-- START Source material --
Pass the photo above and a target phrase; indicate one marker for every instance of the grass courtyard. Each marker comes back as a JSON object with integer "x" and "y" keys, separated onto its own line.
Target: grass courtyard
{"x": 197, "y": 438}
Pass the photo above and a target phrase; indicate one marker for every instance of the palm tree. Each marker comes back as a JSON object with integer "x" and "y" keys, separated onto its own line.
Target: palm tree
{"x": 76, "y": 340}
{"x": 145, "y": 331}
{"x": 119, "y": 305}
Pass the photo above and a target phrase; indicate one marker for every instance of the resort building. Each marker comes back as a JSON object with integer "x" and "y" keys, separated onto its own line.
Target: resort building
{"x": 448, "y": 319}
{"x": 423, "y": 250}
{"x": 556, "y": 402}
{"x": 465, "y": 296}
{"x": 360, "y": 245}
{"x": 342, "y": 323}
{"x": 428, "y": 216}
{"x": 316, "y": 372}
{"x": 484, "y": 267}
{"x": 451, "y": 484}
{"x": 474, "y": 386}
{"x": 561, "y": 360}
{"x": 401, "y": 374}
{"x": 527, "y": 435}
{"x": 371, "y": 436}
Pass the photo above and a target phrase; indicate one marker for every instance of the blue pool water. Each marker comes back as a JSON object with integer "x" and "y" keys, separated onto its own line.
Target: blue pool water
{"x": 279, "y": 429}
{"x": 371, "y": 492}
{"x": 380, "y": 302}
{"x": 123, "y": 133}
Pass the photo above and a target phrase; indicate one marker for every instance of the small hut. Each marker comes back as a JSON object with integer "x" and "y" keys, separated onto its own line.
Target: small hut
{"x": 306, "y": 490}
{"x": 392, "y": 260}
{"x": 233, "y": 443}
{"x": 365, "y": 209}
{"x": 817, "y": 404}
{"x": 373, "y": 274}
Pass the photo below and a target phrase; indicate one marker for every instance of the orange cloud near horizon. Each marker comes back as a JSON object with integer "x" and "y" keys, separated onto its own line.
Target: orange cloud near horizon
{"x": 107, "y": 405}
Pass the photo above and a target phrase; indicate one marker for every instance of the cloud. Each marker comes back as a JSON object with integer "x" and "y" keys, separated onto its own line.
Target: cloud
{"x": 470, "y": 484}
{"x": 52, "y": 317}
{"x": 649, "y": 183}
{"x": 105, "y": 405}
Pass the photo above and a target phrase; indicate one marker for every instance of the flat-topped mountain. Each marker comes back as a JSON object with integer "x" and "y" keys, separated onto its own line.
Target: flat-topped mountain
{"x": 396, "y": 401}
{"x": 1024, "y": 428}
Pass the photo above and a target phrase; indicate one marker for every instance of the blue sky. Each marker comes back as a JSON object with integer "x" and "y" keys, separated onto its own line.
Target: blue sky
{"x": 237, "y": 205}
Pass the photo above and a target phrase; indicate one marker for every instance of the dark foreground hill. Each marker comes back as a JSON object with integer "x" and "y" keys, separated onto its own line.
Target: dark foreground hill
-- END Source material --
- Set exercise: Copy all of the rows above word for word, keeping every character unchanged.

- Response below:
Pass the photo above and a target phrase; indicate one marker for every instance of the grass courtyard. Each marker comes back as a JSON object with integer "x" and "y" keys, separated onto its own line.
Target: grass courtyard
{"x": 197, "y": 438}
Pass the photo above and a target phrase; indicate one marker for every instance of the palm tree. Each marker comes back as a JSON object with integer "x" and "y" keys, separated onto its own line.
Target: palm tree
{"x": 76, "y": 340}
{"x": 145, "y": 331}
{"x": 119, "y": 305}
Pass the photo above and a target phrase; indicate one marker for every instance of the resort building. Each marker comes back as a JSON object with integer "x" and "y" keys, separated onto its own line.
Target: resort building
{"x": 448, "y": 319}
{"x": 423, "y": 250}
{"x": 556, "y": 402}
{"x": 465, "y": 296}
{"x": 360, "y": 245}
{"x": 342, "y": 323}
{"x": 428, "y": 216}
{"x": 316, "y": 372}
{"x": 484, "y": 267}
{"x": 451, "y": 484}
{"x": 474, "y": 386}
{"x": 561, "y": 360}
{"x": 401, "y": 374}
{"x": 527, "y": 435}
{"x": 371, "y": 436}
Pass the photo above and a target phrase; indicate one marker for every instance of the blue pool water. Each marker comes back as a JSON object with integer "x" and "y" keys, separated onto its own line.
Target: blue pool water
{"x": 279, "y": 429}
{"x": 371, "y": 492}
{"x": 380, "y": 302}
{"x": 123, "y": 133}
Pass the photo above and a target phrase; indicate one marker for every instance of the small hut. Each marker comes back as a JSON object with integer "x" and "y" keys, separated onto its own line.
Target: small hut
{"x": 306, "y": 490}
{"x": 392, "y": 260}
{"x": 233, "y": 443}
{"x": 365, "y": 209}
{"x": 817, "y": 404}
{"x": 373, "y": 274}
Pass the photo below and a target phrase; indicate one marker for every instance of the orange cloud near horizon. Each marker comes back as a JSON object with integer "x" and "y" keys, separated onto its own line.
Target: orange cloud near horizon
{"x": 107, "y": 405}
Pass the photo above and a target phrase; indicate one marker for every instance of the cloud. Each marker comes back as a JSON object with integer "x" and "y" keys, separated onto its own line.
Target: cloud
{"x": 470, "y": 484}
{"x": 52, "y": 317}
{"x": 649, "y": 183}
{"x": 105, "y": 405}
Pass the photo above and a target phrase; indicate one marker for every instance of the flat-topped mountain. Each marker comes back as a JSON object with integer "x" and "y" keys, separated onto its own line.
Target: flat-topped mountain
{"x": 396, "y": 401}
{"x": 1024, "y": 428}
Pass the photo above and a target phrase; indicate one marker for every instance of the blue sky. Each marker comes back as a JSON object with integer "x" and "y" keys, separated onto its own line.
Target: blue sky
{"x": 237, "y": 205}
Pass the photo above and a target phrase; indicate one marker for every instance of the dark foreground hill. Each marker comes back as a JSON object with integer "x" and "y" keys, separated onto its own line.
Target: dark foreground hill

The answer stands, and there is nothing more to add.